-- Opening Marker --

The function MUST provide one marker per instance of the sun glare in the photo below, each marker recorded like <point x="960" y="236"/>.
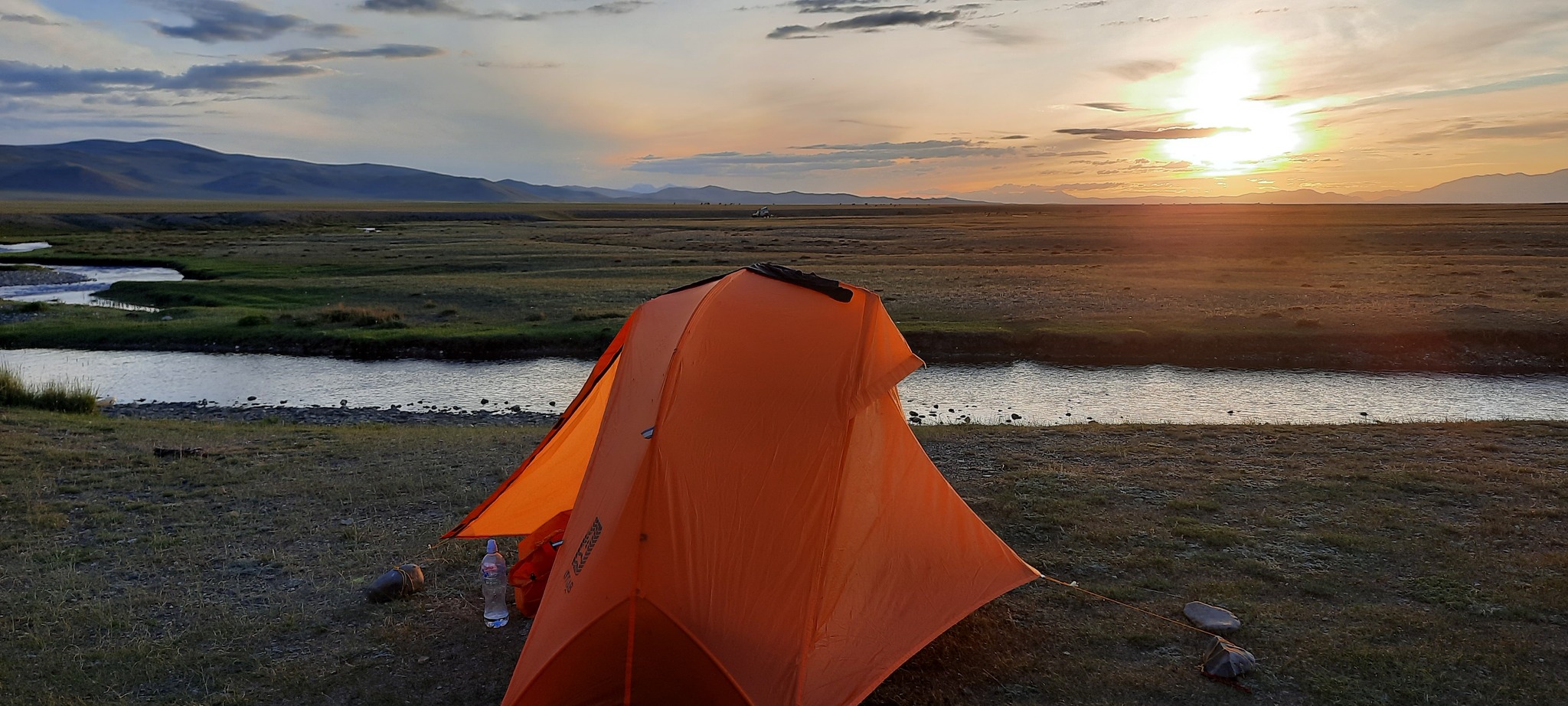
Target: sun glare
<point x="1225" y="93"/>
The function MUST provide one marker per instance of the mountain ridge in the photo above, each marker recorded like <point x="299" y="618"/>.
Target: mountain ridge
<point x="175" y="170"/>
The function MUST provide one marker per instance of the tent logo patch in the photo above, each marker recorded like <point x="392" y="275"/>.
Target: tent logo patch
<point x="585" y="548"/>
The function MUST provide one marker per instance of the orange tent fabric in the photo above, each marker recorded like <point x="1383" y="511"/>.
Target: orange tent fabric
<point x="753" y="521"/>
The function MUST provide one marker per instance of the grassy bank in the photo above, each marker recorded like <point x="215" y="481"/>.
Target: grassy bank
<point x="1363" y="287"/>
<point x="52" y="396"/>
<point x="1370" y="564"/>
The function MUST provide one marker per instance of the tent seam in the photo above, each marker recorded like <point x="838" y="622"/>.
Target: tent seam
<point x="814" y="628"/>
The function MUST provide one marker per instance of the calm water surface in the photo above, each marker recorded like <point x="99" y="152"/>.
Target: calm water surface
<point x="1038" y="394"/>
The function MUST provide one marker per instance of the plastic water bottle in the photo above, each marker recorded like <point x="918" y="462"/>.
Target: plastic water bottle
<point x="493" y="580"/>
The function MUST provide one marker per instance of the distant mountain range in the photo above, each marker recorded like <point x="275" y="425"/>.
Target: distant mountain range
<point x="173" y="170"/>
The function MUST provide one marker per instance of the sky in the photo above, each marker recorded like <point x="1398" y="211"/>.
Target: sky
<point x="998" y="100"/>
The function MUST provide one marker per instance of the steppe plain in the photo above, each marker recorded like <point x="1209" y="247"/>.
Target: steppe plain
<point x="1370" y="564"/>
<point x="1246" y="286"/>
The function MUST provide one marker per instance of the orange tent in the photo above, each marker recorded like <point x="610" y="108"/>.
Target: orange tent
<point x="753" y="521"/>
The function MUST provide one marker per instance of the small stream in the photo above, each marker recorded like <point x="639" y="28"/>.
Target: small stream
<point x="85" y="283"/>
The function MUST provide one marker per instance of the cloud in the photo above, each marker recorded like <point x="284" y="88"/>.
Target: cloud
<point x="794" y="32"/>
<point x="217" y="21"/>
<point x="869" y="22"/>
<point x="22" y="79"/>
<point x="1554" y="127"/>
<point x="1137" y="71"/>
<point x="1534" y="80"/>
<point x="413" y="7"/>
<point x="386" y="51"/>
<point x="518" y="65"/>
<point x="819" y="157"/>
<point x="1140" y="19"/>
<point x="1156" y="134"/>
<point x="1086" y="187"/>
<point x="446" y="7"/>
<point x="1076" y="152"/>
<point x="1005" y="37"/>
<point x="842" y="5"/>
<point x="618" y="7"/>
<point x="30" y="19"/>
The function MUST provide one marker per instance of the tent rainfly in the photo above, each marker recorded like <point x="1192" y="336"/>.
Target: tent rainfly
<point x="752" y="520"/>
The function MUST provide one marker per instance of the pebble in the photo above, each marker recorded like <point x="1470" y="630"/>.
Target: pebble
<point x="1211" y="619"/>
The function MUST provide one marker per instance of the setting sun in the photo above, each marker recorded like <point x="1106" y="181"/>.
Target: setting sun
<point x="1225" y="93"/>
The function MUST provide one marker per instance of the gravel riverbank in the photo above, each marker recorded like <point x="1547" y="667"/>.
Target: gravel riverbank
<point x="30" y="276"/>
<point x="327" y="414"/>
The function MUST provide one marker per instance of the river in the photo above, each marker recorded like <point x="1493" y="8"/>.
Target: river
<point x="1038" y="394"/>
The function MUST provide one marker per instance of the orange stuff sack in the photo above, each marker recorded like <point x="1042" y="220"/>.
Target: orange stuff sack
<point x="532" y="571"/>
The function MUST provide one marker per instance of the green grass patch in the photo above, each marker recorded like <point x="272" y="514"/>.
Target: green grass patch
<point x="52" y="396"/>
<point x="233" y="578"/>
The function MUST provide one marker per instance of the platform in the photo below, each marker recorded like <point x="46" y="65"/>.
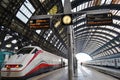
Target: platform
<point x="82" y="73"/>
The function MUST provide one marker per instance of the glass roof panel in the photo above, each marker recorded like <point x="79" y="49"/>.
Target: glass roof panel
<point x="25" y="11"/>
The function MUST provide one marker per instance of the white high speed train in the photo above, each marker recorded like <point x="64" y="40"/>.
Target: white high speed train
<point x="30" y="61"/>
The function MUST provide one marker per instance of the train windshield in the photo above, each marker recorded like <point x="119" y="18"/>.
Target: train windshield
<point x="25" y="50"/>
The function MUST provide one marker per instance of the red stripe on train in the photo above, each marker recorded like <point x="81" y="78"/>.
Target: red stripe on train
<point x="42" y="65"/>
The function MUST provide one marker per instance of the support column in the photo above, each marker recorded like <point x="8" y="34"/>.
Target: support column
<point x="67" y="10"/>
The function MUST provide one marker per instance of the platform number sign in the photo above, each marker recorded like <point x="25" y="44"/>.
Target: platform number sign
<point x="99" y="19"/>
<point x="66" y="19"/>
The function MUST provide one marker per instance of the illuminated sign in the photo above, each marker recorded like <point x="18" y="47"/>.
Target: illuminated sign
<point x="99" y="19"/>
<point x="67" y="19"/>
<point x="40" y="23"/>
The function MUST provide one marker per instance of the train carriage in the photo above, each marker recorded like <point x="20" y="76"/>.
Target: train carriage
<point x="30" y="61"/>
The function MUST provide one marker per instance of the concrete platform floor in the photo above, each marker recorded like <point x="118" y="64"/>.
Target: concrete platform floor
<point x="82" y="73"/>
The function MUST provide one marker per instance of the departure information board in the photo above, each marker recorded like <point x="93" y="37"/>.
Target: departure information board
<point x="40" y="23"/>
<point x="99" y="19"/>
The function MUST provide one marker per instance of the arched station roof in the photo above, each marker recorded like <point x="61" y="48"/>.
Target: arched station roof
<point x="97" y="41"/>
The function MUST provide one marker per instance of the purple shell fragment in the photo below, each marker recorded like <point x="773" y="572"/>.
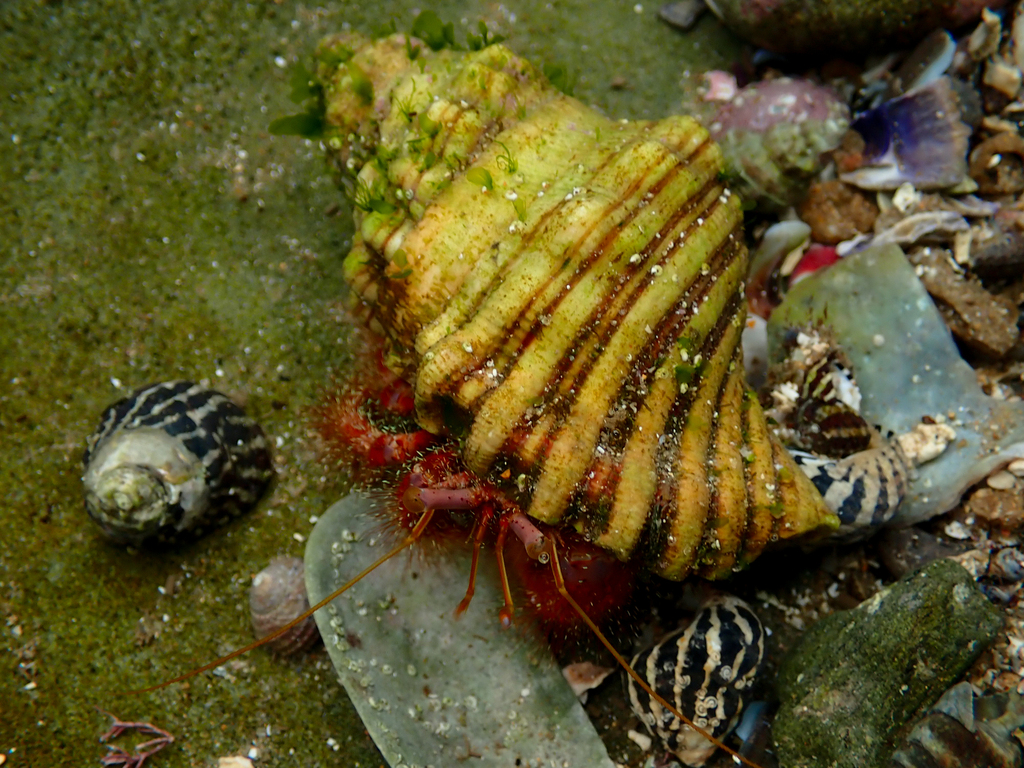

-- Closing Marker --

*ASSIGNMENT*. Check each line above for the word "below" and copy the ones that have it.

*COMPLETED TASK*.
The function MUST provide one marker per instance of the sun glare in the photo below, each marker recorded like <point x="960" y="236"/>.
The function MUST provide one marker per instance of the platform in the photo below, each marker recorded like <point x="46" y="65"/>.
The function MUST provide one marker per instance of the purple shell fragment in the photo below, each marker recorded like <point x="773" y="572"/>.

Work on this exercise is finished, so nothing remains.